* [Information given]
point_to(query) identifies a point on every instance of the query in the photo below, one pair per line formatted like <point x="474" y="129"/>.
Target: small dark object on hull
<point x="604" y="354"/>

---

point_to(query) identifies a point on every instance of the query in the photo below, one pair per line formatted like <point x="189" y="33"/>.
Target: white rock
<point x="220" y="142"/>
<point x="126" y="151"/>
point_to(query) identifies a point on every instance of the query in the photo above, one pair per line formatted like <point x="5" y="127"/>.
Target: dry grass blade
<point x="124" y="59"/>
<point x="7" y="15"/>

* [Task item] Scan the data above, find each line with "identifies", and copy it.

* [Completed exercise]
point_to(query) identifies a point on every instance of the query in the photo below, one pair per line formatted like <point x="474" y="129"/>.
point_to(query) identifies a point on every instance of the query in the photo below, one pair per line formatted like <point x="189" y="33"/>.
point_to(query) identifies a point on every instance of the query in the photo above, one pair per line formatted like <point x="5" y="127"/>.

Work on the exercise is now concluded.